▸ EXTRACT TO READ:
────────────────────
Data Diversity of the Week: Sex

SYTYCD would like to welcome guest blogger, John Wieczorek (also known as Tuco)

Data aggregators such as VertNet and GBIF work with data publishers (such as museums and research stations) to share their data in common formats.  We’ve been talking about this for a long time, and the great news is that data publication has become much easier with the advent of ratified standards such as Darwin Core (DwC), and tools such as GBIF’s Integrated Publishing Toolkit (IPT).

For some data fields, Darwin Core recommends the use of controlled vocabularies, but it doesn’t always recommend which vocabulary to use, and it certainly does not prohibit data content that does not conform to a controlled vocabulary. This is a double-edged sword.  On the plus side, there is no unnecessary obstacle to data sharing – data publishers don’t have to convert their data to conform with a standardized list of values.  On the downside… well… that bring us to our new feature installment on So You Think You Can Digitize:  This Week in Data Diversity.

In the coming weeks, we’ll be serenading you with interesting examples of the diversity of data published to VertNet, starting with everyone’s favorite Darwin Core term: “sex”.  This term is intended to express whether an organism is “male” or “female”.

So how many different ways can one say “male” and “female”?

Well, from just 48 collections at 20 institutions covering about 2.7 million records that have been processed through the data cleaning work flows of VertNet so far, there have been … 189 distinct values in the sex field that mean “male”! Don’t worry, there are also 184 ways to say “female”!  Now that we’ve established some parity between the genders, you are free to worry, because there remain 331 variations that are either ambiguous or that actually mean either “undetermined” or “unknowable”. REALLY?  Yes, really. None of this is counting case-sensitivity, by the way.

Luckily, standard terms do appear in the real-world data:  “female”, “male”, “gynandromorph”, “hermaphrodite”. That’s great, but … then, there are the abbreviations: “F”, “M”, “U”, “F.”, “M.”, “U.”, “UNK”, etc. There are also language variations, such as “hembra”, “macho”, and “H”  … and the ones where the data publishers aren’t really sure – “M?”, “F?”, “F ? M”, “M [almost surely F]”. We mentioned these are all real examples, didn’t we?

Then there are the variations that also include information from other Darwin Core fields such as lifeStage: “subadult male”, “f (adult)”, etc.  There are variations where the evidence is included: “male by plumage”, “macho testes 15×9” (yes, it is a real example!).  But we aren’t done yet. There are variations that try to capture what was written on a label: “M* with [?] written in pencil af”, “M [perhaps a F]”, “M[illeg]”. Up to this point we can more or less figure out what these were about, but that’s not always the case. There are variations expressing, perhaps, some measure of over-exuberance, such as “M +” and “F ++”.  It gets even crazier: “Tadpoles”, “hg”, “Yankee Pond”, “gonads not found”, “F4”, “Fall Male”, “U.S.”, “O~”, “M(i.e. upside down ‘F’)”, “M mate of # 357”, “M=[F] C.H.R.”, “(?) six”, “[F pract. certainly]”, “Apr”, “<”, “263.5”.  And what list would not be complete without …”downy”?
────────────────────
▸ PROBLEM DETAILS:
According to the data diversity post, why is it an advantage that Darwin Core does not prohibit data content outside a controlled vocabulary? Answer in one to three sentences.

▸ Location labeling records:
────────────────────
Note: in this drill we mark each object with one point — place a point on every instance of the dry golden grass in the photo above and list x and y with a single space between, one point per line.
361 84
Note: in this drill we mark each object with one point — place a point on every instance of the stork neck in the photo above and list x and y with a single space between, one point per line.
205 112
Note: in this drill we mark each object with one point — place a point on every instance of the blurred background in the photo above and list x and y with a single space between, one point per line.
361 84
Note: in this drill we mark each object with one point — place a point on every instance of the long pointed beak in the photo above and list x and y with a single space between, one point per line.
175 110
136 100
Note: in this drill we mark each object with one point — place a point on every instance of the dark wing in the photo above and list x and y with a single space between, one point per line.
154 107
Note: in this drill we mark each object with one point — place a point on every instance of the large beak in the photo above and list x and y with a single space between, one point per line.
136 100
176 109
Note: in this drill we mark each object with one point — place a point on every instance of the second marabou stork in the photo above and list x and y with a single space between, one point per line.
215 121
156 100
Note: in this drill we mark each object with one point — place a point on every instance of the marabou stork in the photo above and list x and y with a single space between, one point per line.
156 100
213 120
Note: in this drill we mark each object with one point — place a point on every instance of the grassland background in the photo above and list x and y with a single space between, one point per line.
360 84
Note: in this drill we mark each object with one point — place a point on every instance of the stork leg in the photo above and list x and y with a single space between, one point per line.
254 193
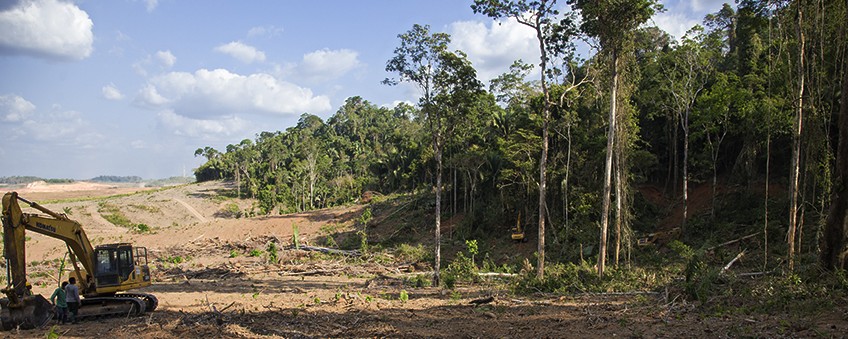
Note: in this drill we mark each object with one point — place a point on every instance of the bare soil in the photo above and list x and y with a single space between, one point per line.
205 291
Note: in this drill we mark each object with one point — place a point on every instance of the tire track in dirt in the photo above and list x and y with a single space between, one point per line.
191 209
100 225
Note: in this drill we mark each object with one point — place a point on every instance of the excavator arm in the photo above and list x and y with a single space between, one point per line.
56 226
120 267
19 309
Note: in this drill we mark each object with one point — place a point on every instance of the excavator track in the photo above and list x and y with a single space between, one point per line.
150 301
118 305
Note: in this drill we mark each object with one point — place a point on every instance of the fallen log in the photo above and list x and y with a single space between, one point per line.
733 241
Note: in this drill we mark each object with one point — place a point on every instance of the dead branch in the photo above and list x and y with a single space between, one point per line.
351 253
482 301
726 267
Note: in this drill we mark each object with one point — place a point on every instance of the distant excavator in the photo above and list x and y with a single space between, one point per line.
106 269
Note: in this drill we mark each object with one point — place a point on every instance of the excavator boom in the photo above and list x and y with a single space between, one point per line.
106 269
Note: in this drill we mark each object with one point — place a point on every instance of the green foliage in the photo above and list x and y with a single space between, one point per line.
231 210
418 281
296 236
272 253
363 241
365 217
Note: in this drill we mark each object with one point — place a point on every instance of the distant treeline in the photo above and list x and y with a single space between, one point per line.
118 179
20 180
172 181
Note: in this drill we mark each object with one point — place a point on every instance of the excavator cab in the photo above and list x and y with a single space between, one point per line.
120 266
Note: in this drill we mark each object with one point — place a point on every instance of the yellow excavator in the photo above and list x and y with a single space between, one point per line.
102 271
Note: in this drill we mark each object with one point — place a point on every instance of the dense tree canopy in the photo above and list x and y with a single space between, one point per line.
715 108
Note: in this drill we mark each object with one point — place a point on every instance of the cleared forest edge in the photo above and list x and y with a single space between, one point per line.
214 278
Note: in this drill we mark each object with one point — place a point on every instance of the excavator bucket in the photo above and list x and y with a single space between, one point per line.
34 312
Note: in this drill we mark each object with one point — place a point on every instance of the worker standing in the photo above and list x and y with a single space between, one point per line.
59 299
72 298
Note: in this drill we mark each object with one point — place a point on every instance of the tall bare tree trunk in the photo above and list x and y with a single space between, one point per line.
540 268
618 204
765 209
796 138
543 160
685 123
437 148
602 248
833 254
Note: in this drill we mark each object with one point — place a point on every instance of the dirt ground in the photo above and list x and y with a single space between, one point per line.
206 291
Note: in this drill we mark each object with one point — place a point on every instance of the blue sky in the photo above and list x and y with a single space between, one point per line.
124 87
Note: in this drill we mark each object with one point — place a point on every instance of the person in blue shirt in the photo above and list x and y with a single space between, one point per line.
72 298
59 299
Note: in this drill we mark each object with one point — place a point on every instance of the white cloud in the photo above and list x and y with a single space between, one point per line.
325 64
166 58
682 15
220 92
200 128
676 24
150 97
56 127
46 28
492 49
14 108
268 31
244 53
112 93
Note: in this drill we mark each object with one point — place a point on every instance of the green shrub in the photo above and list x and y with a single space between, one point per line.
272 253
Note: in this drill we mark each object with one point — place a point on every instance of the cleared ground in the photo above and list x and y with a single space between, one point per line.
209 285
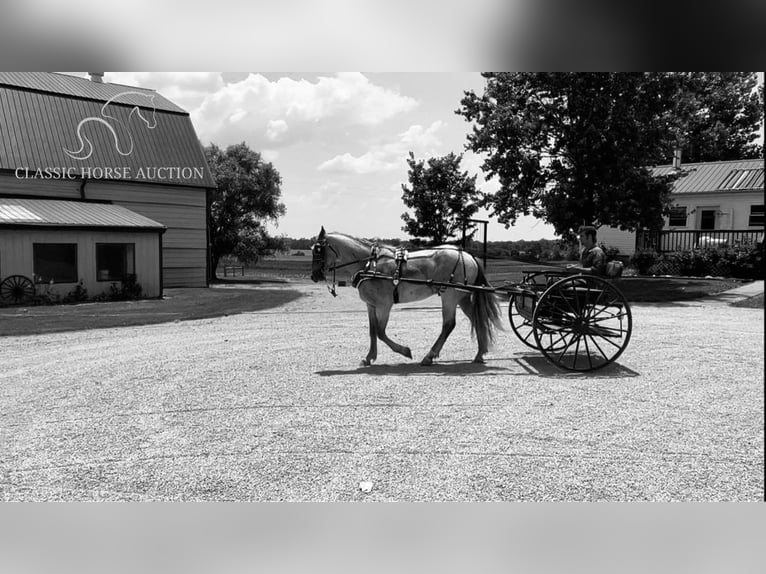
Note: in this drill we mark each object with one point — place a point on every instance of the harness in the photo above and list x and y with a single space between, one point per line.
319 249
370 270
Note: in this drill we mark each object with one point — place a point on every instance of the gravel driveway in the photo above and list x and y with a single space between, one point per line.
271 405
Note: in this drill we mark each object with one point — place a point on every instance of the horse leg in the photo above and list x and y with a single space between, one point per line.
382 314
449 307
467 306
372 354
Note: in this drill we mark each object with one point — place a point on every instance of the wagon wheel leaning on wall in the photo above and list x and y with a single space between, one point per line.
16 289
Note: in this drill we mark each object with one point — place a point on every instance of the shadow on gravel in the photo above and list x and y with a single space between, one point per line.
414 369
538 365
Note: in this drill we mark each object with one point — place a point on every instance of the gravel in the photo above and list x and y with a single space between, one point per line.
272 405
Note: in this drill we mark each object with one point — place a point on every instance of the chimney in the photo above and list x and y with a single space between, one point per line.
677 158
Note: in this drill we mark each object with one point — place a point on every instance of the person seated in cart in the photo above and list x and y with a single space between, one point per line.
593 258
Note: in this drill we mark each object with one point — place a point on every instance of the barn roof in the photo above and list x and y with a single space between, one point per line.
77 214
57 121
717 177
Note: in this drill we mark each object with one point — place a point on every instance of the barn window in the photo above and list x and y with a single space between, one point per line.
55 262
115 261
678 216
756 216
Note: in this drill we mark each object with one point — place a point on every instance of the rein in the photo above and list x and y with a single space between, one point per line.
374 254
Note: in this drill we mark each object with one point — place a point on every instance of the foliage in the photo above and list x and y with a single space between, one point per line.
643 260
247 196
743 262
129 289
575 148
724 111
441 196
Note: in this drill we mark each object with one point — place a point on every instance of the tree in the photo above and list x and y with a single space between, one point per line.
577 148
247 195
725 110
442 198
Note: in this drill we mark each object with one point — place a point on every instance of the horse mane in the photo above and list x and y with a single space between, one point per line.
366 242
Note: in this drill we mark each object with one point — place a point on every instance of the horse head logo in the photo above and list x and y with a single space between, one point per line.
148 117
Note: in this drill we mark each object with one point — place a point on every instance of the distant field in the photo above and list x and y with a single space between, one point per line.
────────────────────
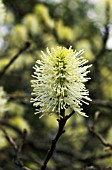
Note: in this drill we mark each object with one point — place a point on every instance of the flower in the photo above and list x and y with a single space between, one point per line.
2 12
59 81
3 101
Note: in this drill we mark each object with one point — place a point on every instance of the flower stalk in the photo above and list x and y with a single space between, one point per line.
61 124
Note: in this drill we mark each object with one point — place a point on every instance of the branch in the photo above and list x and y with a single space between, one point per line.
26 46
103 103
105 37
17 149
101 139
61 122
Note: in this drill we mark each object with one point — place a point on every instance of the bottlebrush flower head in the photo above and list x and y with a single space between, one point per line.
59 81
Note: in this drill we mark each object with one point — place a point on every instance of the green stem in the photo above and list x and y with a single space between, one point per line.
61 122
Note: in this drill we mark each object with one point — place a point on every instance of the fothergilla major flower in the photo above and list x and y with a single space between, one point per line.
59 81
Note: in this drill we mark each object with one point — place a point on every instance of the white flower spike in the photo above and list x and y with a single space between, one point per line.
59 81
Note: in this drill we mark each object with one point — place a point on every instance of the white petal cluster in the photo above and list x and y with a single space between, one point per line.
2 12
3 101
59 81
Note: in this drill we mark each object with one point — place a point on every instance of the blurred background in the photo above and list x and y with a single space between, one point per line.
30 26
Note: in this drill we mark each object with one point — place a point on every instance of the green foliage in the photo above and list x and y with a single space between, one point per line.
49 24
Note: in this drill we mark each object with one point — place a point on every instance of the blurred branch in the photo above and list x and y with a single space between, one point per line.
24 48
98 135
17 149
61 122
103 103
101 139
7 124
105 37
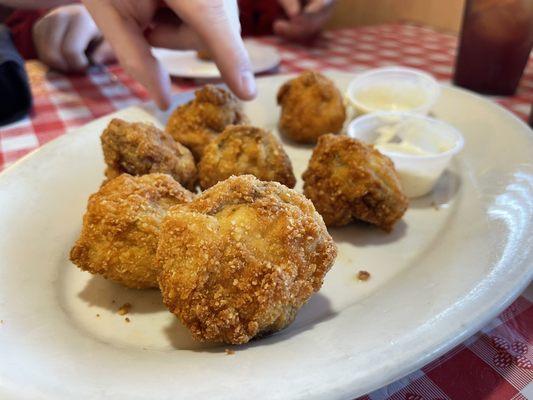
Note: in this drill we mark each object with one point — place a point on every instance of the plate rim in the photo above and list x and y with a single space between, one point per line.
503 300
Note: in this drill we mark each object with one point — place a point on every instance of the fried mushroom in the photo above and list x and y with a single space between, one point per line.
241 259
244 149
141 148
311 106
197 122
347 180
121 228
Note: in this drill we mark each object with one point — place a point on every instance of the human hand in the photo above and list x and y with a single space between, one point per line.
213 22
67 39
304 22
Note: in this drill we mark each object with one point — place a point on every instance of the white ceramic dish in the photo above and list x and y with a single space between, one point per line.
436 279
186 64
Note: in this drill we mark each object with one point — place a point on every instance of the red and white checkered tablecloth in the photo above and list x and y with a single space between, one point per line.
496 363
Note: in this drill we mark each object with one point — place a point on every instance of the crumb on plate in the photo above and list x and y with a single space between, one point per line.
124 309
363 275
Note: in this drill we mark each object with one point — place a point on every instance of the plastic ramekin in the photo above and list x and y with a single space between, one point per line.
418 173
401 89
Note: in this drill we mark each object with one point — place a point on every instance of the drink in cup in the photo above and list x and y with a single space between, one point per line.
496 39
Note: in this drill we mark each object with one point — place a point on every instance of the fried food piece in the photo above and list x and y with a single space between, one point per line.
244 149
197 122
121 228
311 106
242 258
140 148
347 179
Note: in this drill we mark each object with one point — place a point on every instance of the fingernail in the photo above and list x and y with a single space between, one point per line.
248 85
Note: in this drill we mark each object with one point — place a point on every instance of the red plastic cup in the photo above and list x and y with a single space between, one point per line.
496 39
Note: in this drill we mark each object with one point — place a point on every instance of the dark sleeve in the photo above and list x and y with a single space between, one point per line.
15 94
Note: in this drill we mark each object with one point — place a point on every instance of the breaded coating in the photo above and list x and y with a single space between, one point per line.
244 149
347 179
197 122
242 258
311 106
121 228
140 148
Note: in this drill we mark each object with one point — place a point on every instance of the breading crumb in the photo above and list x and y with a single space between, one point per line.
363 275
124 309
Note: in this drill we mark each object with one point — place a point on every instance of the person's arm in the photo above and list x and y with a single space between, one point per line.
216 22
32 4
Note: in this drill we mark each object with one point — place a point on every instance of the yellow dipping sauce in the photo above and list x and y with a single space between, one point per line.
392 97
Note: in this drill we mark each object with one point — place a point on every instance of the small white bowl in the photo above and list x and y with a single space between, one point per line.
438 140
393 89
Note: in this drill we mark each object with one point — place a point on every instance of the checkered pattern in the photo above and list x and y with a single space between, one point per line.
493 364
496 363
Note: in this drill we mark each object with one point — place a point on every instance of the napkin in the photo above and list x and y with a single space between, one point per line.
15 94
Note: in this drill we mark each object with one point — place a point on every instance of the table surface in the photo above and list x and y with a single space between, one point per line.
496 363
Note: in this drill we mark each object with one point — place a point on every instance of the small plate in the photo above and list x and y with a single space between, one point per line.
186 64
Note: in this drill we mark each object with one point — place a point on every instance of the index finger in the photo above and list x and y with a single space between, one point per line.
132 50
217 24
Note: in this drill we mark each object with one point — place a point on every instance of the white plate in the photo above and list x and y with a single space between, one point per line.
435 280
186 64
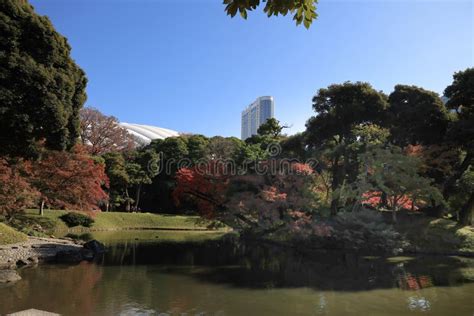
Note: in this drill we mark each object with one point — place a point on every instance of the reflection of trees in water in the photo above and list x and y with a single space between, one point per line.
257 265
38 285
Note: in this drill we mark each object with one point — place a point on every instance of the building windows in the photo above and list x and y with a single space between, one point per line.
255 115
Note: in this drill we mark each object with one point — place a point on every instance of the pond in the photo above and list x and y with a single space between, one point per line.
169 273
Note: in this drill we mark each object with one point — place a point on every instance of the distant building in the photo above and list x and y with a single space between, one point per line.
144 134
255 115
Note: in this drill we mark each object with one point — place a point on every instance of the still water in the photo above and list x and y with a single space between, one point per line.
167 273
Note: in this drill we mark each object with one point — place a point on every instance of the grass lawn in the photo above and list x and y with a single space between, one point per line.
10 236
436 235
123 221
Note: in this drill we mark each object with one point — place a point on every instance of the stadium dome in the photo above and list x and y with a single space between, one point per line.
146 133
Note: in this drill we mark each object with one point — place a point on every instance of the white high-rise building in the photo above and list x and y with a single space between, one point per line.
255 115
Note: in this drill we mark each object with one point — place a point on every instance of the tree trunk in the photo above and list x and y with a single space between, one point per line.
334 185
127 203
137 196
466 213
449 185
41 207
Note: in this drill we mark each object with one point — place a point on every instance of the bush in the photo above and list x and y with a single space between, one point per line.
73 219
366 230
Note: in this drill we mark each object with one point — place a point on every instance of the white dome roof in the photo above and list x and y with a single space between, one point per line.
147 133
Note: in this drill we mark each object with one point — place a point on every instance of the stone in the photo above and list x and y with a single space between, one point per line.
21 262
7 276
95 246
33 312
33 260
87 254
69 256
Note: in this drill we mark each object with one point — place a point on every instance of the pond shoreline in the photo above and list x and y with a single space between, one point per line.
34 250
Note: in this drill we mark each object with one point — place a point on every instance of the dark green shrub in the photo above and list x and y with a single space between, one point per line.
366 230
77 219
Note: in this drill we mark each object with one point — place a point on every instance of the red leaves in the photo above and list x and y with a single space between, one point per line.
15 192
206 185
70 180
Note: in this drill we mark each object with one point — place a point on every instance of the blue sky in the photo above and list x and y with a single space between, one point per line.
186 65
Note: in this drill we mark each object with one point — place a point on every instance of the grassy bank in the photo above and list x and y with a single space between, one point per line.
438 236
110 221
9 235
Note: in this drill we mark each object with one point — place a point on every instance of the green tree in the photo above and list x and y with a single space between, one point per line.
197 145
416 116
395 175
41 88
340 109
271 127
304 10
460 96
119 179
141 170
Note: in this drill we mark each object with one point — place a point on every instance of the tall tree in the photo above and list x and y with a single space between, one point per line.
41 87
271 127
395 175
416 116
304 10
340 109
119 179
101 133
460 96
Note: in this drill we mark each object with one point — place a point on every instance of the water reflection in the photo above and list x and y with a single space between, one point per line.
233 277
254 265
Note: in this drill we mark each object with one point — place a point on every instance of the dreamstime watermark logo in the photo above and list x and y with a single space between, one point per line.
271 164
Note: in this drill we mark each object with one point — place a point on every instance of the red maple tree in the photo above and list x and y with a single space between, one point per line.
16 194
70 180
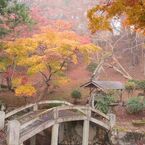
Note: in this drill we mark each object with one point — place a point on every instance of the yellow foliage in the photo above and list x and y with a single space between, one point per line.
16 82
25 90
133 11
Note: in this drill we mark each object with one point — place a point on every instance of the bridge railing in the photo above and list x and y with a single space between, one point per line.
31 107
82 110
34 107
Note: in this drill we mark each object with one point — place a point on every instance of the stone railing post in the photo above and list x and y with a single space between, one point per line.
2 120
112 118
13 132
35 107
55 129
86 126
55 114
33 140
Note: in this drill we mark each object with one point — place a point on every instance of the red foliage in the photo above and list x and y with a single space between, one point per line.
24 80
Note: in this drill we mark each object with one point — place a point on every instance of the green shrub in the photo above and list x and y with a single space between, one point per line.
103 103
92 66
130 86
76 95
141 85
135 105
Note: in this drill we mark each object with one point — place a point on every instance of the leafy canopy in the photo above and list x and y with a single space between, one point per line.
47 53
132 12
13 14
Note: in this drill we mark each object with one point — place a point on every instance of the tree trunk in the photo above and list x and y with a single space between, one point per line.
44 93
────────────────────
▸ WORKED ANSWER:
It removes an unnecessary obstacle to data sharing. Data publishers don't have to convert their data to conform with a standardized list of values.